• **TASK DIRECTIONS**:
Restate word for word the span of lines that opens with the line containing "of the white" and closes with the last line of the material. Include both ends and nothing more.

• **PROVIDED DATA**:

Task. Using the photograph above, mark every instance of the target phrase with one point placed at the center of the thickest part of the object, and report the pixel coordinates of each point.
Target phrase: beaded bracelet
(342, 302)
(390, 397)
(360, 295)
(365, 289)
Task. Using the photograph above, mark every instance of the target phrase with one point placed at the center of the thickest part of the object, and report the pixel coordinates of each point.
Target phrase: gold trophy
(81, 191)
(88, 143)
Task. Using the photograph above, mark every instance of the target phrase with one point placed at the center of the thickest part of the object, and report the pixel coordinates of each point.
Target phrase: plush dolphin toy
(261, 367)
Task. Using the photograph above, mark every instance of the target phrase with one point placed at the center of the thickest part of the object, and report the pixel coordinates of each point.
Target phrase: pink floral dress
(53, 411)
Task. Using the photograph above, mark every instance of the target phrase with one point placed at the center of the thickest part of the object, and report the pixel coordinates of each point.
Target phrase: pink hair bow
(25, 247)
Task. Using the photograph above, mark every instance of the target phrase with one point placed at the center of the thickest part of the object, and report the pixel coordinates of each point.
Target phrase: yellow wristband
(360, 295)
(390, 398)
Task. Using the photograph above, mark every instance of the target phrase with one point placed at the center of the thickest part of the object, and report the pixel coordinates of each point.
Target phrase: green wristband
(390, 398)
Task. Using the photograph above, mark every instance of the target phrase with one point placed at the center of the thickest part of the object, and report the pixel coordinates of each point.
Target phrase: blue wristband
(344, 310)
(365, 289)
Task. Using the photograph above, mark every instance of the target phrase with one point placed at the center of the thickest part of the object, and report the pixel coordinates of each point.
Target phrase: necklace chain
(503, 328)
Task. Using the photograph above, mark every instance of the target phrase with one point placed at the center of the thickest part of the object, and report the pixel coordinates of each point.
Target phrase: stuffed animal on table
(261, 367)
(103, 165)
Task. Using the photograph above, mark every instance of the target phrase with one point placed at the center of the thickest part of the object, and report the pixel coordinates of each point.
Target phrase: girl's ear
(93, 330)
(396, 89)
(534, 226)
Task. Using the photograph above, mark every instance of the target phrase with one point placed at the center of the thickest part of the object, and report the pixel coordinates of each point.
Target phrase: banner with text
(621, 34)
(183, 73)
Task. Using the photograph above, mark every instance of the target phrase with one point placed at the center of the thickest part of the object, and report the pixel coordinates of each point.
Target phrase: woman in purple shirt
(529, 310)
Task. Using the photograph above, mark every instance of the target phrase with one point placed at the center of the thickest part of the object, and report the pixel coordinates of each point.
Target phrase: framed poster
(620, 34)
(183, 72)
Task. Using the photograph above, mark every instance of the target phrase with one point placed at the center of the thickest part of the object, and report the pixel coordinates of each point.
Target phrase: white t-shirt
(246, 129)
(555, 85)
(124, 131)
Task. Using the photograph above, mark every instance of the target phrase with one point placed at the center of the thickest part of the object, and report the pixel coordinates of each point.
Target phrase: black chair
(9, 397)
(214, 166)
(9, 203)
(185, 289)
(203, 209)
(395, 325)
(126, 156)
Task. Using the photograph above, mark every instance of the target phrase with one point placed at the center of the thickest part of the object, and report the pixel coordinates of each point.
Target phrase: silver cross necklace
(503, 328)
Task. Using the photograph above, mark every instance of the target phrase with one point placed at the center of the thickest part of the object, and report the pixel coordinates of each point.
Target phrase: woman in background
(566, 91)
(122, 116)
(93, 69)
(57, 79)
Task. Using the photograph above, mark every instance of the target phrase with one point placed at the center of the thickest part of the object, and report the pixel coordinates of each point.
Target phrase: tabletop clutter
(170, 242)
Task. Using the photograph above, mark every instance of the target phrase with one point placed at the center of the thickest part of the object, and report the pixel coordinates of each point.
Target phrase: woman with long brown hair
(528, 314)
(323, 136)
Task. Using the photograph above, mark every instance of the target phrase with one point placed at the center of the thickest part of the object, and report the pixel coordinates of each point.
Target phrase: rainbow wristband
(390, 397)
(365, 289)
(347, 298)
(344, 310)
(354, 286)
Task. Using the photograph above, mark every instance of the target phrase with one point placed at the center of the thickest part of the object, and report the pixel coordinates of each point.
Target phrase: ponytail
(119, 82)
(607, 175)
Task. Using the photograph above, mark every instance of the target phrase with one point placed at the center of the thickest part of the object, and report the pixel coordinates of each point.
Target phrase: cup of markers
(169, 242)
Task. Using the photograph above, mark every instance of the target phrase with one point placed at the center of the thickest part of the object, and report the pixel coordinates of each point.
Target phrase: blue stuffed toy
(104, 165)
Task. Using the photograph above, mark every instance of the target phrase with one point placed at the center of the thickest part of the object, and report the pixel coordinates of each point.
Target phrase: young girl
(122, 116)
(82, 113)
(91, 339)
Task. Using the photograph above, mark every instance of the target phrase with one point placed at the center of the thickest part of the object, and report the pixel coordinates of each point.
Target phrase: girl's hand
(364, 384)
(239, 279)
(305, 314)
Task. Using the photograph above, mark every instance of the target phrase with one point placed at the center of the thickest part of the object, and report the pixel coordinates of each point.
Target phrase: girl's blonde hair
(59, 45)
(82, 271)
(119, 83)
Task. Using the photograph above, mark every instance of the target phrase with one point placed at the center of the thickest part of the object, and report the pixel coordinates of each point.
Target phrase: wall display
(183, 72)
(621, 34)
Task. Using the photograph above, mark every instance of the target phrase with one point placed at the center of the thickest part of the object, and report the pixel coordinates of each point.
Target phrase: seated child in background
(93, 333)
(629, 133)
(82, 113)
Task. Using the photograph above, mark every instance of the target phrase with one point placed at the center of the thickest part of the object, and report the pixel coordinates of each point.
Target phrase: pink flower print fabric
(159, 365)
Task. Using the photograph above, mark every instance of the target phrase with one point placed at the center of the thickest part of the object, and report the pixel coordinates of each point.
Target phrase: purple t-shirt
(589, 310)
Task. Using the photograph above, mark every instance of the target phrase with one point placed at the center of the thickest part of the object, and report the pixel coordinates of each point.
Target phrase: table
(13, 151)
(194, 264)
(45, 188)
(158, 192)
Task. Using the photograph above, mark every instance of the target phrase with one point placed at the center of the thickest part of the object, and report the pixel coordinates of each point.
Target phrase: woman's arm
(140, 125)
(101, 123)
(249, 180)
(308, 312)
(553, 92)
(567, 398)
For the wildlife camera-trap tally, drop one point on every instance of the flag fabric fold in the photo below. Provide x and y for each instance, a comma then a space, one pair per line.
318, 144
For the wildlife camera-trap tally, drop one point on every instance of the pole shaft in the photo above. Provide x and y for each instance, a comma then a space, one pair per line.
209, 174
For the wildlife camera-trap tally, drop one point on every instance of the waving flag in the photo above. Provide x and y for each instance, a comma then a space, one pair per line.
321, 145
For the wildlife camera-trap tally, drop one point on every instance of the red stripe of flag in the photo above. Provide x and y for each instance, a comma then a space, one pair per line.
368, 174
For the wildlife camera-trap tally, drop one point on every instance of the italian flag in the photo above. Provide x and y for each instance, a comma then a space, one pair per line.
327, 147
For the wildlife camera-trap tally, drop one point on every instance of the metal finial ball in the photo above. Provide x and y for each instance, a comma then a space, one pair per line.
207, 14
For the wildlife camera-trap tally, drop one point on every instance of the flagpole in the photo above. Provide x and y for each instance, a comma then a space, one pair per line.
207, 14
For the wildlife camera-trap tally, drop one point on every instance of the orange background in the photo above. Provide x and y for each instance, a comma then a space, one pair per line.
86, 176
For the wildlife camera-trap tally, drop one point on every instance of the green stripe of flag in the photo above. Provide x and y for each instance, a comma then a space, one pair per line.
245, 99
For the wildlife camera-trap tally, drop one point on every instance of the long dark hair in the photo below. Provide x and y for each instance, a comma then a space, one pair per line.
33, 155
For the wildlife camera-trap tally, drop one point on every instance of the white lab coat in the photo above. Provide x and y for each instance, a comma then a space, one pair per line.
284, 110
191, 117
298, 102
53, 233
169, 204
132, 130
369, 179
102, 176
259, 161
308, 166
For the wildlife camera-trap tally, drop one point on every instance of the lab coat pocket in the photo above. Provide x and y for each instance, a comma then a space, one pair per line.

• **WRITTEN ANSWER**:
For the wildlife camera-trap tally, drop one point on every instance of the white lab coat in the photo above. Provide x and y for each instance, a comma then a space, one pair per line.
284, 110
191, 117
298, 102
53, 233
169, 204
132, 130
369, 179
102, 176
259, 161
308, 166
For the wildlife camera-trap tally, drop one point on every instance of the lab coat pocket in the photo above. Provide x and y for each instance, a comma then a space, one pair per line.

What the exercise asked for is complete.